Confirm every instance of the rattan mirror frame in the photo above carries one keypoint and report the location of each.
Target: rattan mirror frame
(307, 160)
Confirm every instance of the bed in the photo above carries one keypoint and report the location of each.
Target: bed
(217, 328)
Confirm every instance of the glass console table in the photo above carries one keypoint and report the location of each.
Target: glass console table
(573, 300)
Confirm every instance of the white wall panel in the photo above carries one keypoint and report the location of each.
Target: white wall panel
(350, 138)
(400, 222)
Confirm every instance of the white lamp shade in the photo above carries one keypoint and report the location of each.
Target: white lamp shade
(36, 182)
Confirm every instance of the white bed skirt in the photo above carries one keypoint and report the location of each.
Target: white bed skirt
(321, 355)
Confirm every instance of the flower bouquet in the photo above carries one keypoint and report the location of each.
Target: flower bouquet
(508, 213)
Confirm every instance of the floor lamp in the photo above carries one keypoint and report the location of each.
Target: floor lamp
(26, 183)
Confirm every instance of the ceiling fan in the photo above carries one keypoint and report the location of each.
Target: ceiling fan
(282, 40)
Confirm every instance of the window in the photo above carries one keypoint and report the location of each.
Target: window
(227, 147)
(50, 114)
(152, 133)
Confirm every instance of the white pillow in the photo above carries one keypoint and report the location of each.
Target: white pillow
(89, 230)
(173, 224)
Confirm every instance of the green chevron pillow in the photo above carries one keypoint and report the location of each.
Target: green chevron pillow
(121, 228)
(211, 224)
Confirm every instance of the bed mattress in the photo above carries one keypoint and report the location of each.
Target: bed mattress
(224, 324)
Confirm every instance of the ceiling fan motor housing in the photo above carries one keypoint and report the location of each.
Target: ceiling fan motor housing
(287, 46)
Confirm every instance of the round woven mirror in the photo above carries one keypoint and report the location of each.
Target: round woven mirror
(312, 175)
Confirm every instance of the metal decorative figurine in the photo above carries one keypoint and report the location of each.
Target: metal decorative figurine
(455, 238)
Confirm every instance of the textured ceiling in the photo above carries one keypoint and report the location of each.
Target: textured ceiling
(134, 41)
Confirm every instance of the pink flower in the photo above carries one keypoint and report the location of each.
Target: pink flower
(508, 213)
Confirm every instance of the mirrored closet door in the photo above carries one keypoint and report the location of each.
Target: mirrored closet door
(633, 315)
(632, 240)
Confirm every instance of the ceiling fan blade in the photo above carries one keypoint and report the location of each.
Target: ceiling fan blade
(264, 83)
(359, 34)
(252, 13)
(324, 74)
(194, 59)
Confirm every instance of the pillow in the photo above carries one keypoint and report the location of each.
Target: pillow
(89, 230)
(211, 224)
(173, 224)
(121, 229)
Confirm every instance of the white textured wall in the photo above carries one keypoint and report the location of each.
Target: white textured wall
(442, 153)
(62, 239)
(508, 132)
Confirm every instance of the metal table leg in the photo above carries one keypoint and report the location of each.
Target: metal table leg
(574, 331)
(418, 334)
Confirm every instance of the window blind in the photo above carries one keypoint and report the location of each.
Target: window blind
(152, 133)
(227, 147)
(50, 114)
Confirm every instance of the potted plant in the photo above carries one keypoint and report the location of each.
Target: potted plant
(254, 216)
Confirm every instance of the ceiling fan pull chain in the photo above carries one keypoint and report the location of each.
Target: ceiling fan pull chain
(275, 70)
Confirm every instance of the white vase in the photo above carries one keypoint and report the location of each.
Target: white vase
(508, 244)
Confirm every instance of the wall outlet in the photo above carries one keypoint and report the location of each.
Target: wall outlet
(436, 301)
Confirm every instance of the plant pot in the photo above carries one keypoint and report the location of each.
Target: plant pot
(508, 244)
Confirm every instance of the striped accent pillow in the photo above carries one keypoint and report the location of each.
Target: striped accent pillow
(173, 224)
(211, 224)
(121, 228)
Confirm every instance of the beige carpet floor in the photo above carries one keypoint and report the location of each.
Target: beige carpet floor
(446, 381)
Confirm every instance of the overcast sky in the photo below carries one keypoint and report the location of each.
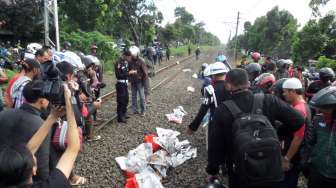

● ● ● ● ●

[Your goal] Each entry is to be returned as it stands, and each picture is to be left out.

[Solution]
Confirm every instance of the rattan mirror frame in the photo above carries one keypoint and report the location of each.
Target: rattan mirror frame
(307, 160)
Confirm every instance of the bed in the photo above carries one keypoint and report the location of each.
Target: bed
(217, 328)
Confirm every instance of the glass console table in the photo above carries one keypoint and report the location of each.
Target: glass console table
(573, 300)
Confirm every instance of the white wall panel in the photo above carries one keypoint and report the location of each.
Target: white wall panel
(350, 138)
(400, 222)
Confirm every instance of the white lamp shade in the photo above carries one keypoint and report the location of each.
Target: white lamp shade
(36, 182)
Confirm every instance of the white bed skirt in the photo above carries one keypoint and report the location of each.
Target: white bed skirt
(321, 355)
Confirm every instance of the flower bouquet in the photo above carries one keypoint and report the location of each.
Target: flower bouquet
(508, 213)
Confirm every instance of the floor lamp in the photo above carries one keypoint and report the location of each.
Target: floor lamp
(26, 183)
Confirm every instance of the ceiling fan in the photo above carries one keypoint and report the location of each.
Target: ceiling fan
(282, 40)
Confirm every instance of the window in the photo above carries one keypoint and report the location of each.
Target: window
(227, 147)
(50, 114)
(152, 133)
Confirm every instance of the white pillow in the photo above carries one keypoint and report the location of each.
Target: white pillow
(89, 230)
(173, 224)
Confirm every instance of the green chevron pillow in the photo above carries one keypoint and report the location of each.
Target: green chevron pillow
(121, 228)
(211, 224)
Confirm every instance of the bed mattress in the photo above carries one keypoint and report the location of each.
Target: bed mattress
(224, 324)
Confirm every instance of the ceiling fan motor housing in the photo above carries one keypoint and report the location of each.
Target: ceiling fan motor housing
(287, 46)
Confirm every instance of the round woven mirror in the photo above carries one keypoint and report the location of each.
Target: round woven mirror
(312, 175)
Confirm every instance of the metal decorative figurine in the photo above carries one keypoint and report the location of each.
Target: metal decorative figurine
(455, 238)
Confirm every instance of the textured ceiling in the photo above carries one keypoint and report the location of each.
Target: textured ceiling
(134, 41)
Confirm every instance of the pink flower in the photo above carries one keypoint and report the location of each.
Target: pink flower
(508, 213)
Confirm every instance of the mirrored closet door in the photo above carries one keypoint and report the location of each.
Target: mirrored closet door
(633, 315)
(632, 240)
Confirm every instance of the ceiling fan blade in the photo above carries one keypoint and report the location of each.
Target: ceiling fan blade
(264, 83)
(359, 34)
(252, 13)
(324, 74)
(194, 59)
Confirm every instance of the pillow in the photo above carries one keypoint and report the location of each.
Target: pillow
(89, 230)
(211, 224)
(173, 224)
(121, 229)
Confirm every instance of the white textured wall in the photo above carries one keypoint and report the location of each.
Target: white textured wall
(442, 153)
(62, 239)
(508, 132)
Confirm every instance of the metal table leg in the photo above carries one keypoint and report the location of each.
Target: metal table leg
(574, 331)
(418, 334)
Confirm every instance of the window blind in the photo above carries one keypoint and report the location of each.
Target: window blind
(152, 133)
(227, 147)
(50, 114)
Confirm every instance of the potted plant in the photo above carries one keypoint and report the location of each.
Target: potted plant
(254, 216)
Confirm every instance of the ceiling fan pull chain in the photo above carries one keypoint and report the location of each.
Target: ceiling fan pull chain
(275, 70)
Confirm every instance of the white vase in the photo above carries one keypoint and report the location of each.
Target: white vase
(508, 244)
Confirm every instance of the wall outlet in the photo above carries one keypoint and report the location of each.
Target: wall outlet
(436, 301)
Confirm every instance of the plant pot in the photo above carries one keypoint and report the location of each.
Target: plant pot
(508, 244)
Confirm every instance of the striped accent pillow in the photo above carries one keypoint and report the location of each.
Target: striped accent pillow
(173, 224)
(211, 224)
(121, 228)
Confirm every instance of the beige carpet floor in the photo above carries one keypoint and report the location of each.
Target: beige carpet floor
(446, 381)
Confirm every instance of the overcast sky in the photo below carries one keypoint and report the location of each.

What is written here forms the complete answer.